Requirement 1
Please rewrite the entries from the line containing "Give the segmentation of every instance of the suv" through the end of the entries, replacing "format" with "layout" and leaving everything else unchanged. Leave the pictures out of your answer.

Page extract
--- start ---
By John Harris | February 20, 2020 |

Fred Speckeen’s talk, part of CNC’s 50th birthday celebration, was a personalized, humorous, and necessarily abbreviated account of some rather complex history. That history started about a decade before Speckeen turned up at CNC, with UBC President John B. Macdonald’s 1962 report on post-secondary education in BC, a report that recommended the establishment of two new universities (one in the Fraser Valley and one in Victoria) and a college system throughout the province.

 

 

Speckeen reflected on how no one at the time quite knew what was meant by a college system, because colleges in other provinces took various forms, some including all of the three instructional streams of CNC today (trades, technologies and university transfer), and some not. BC already had a vocational school system in place, and that system had expanded into Prince George in 1964. BC also had grade 13, as a more accessible passage for some students into second-year university. It didn’t exist in Prince George at the time, but there was considerable support across the province for expanding the grade 13 program as the least expensive way of improving access to university.

 

 

A year after Macdonald produced his report, in 1963, some school districts in northern BC decided that they wanted a two-year Community College, teaching university courses and technical programs like nursing and forestry, some of which fed into BCIT. To get a college, they had to establish a steering committee, they had to have a referendum in their areas about the proposal, and then they had to have a referendum on a funding by-law. Speckeen described how this played out in the north, which was not smoothly. He commended Doctor Mooney of Vanderhoof and Harold Moffat of Prince George for seeing the process through, calling them the “godfathers” of CNC.
--- end ---
Requirement 2
Reproduce the article on CNC's history from "Fred Speckeen’s talk, part" up to and including "throughout the province.".

Material
--- start ---
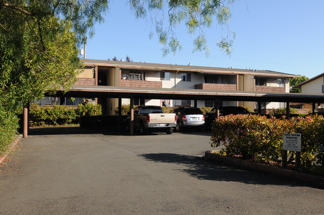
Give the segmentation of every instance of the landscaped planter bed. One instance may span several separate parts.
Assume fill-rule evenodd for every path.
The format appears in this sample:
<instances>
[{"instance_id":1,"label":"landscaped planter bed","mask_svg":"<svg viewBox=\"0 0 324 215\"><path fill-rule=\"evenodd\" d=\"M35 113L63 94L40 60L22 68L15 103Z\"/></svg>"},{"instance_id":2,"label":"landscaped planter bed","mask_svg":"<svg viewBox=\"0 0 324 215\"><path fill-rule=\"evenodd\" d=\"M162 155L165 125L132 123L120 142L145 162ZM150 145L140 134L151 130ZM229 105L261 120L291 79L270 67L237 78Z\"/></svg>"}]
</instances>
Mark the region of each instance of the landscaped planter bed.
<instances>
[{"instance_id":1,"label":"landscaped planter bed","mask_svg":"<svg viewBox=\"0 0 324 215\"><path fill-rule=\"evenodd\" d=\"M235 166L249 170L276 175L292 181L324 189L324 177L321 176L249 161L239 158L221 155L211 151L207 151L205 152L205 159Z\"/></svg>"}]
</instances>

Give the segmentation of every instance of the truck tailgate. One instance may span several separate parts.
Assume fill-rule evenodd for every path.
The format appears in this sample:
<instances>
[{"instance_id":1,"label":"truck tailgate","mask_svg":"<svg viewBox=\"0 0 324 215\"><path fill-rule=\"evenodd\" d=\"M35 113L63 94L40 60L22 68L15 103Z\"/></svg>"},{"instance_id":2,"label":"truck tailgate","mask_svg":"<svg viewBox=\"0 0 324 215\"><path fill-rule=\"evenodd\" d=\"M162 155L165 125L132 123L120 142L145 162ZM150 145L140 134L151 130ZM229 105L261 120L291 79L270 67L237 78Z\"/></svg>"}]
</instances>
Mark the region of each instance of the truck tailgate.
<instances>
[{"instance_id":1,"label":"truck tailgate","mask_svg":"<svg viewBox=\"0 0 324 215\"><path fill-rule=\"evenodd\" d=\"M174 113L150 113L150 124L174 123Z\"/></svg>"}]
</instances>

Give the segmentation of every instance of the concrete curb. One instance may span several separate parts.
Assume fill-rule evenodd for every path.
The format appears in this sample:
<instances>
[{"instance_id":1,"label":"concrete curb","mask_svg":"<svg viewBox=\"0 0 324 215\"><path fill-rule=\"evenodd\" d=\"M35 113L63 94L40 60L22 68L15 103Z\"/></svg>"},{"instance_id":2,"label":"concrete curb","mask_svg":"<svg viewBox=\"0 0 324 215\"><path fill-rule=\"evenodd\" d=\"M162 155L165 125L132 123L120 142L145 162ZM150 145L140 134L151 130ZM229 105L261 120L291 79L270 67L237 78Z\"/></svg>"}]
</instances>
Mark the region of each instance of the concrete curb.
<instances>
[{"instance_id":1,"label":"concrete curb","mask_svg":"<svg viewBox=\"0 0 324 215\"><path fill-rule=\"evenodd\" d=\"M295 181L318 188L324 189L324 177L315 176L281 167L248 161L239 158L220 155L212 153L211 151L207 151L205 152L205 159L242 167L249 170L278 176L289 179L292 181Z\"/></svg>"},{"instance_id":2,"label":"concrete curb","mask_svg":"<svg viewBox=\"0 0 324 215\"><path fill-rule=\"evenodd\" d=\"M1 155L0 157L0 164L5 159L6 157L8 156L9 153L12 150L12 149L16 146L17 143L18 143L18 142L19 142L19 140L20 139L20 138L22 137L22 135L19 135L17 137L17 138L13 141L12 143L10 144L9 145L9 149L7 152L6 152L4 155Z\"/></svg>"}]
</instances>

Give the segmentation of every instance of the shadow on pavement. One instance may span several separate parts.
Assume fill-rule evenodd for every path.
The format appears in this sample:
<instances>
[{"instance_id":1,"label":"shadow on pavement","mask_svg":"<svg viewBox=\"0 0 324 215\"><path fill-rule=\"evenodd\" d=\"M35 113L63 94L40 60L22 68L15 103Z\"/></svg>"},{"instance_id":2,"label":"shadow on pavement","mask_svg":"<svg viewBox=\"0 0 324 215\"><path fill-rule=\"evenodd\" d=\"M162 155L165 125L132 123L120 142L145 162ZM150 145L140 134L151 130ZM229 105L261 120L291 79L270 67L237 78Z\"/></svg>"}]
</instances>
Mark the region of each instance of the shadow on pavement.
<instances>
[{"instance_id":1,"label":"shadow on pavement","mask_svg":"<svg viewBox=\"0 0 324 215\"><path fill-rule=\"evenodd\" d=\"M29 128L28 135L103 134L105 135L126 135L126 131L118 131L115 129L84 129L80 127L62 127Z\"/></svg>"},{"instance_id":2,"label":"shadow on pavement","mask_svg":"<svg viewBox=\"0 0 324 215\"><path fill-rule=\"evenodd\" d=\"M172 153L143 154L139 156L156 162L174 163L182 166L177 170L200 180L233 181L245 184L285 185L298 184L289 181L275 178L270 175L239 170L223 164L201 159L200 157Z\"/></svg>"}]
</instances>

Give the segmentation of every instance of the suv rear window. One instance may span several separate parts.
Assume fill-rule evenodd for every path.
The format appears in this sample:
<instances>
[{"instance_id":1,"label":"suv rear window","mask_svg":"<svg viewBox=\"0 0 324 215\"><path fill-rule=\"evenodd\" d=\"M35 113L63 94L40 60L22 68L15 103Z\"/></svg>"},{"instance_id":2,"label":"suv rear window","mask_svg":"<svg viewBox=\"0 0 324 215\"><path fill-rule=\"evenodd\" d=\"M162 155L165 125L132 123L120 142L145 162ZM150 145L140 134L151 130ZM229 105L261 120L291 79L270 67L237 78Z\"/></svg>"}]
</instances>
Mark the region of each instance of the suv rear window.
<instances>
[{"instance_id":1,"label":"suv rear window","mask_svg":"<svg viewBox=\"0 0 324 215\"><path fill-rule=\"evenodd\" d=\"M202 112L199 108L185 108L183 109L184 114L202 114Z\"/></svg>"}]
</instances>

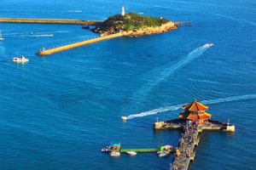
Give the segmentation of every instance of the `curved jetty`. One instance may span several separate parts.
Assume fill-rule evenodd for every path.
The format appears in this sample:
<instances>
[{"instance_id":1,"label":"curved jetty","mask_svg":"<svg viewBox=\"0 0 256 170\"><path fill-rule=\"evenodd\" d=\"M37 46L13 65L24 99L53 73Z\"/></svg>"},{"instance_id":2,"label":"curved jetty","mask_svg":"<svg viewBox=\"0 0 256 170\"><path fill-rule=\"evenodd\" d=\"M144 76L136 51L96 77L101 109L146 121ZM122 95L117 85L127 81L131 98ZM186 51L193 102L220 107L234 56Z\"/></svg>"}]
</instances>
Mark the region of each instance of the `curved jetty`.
--- end ---
Worked answer 1
Give the segmentation of every instance of the suv rear window. One instance may span several separate parts.
Assume fill-rule evenodd for every path.
The layout appears in this sample:
<instances>
[{"instance_id":1,"label":"suv rear window","mask_svg":"<svg viewBox=\"0 0 324 215\"><path fill-rule=\"evenodd\" d=\"M35 113L63 94L40 60L22 68L15 103Z\"/></svg>"},{"instance_id":2,"label":"suv rear window","mask_svg":"<svg viewBox=\"0 0 324 215\"><path fill-rule=\"evenodd\" d=\"M162 155L165 125L132 123L120 142L145 162ZM150 145L140 134L151 130ZM229 105L261 120L291 79L270 67L237 78Z\"/></svg>"}]
</instances>
Mark the region of each instance of the suv rear window.
<instances>
[{"instance_id":1,"label":"suv rear window","mask_svg":"<svg viewBox=\"0 0 324 215\"><path fill-rule=\"evenodd\" d=\"M202 112L199 108L185 108L183 109L184 114L202 114Z\"/></svg>"}]
</instances>

Give the segmentation of every instance of the `curved jetty`. One instance may span several separate parts.
Assume fill-rule evenodd for every path.
The layout appears in this sample:
<instances>
[{"instance_id":1,"label":"curved jetty","mask_svg":"<svg viewBox=\"0 0 256 170\"><path fill-rule=\"evenodd\" d=\"M37 46L13 65L24 99L53 73Z\"/></svg>"},{"instance_id":2,"label":"curved jetty","mask_svg":"<svg viewBox=\"0 0 256 170\"><path fill-rule=\"evenodd\" d=\"M144 76L136 51L96 77L101 109L146 121ZM122 95L117 85L127 81L131 98ZM186 51L193 102L220 107L234 56Z\"/></svg>"}]
</instances>
Mark the region of each instance of the `curved jetty`.

Worked answer 2
Fred Speckeen’s talk, part of CNC’s 50th birthday celebration, was a personalized, humorous, and necessarily abbreviated account of some rather complex history. That history started about a decade before Speckeen turned up at CNC, with UBC President John B. Macdonald’s 1962 report on post-secondary education in BC, a report that recommended the establishment of two new universities (one in the Fraser Valley and one in Victoria) and a college system throughout the province.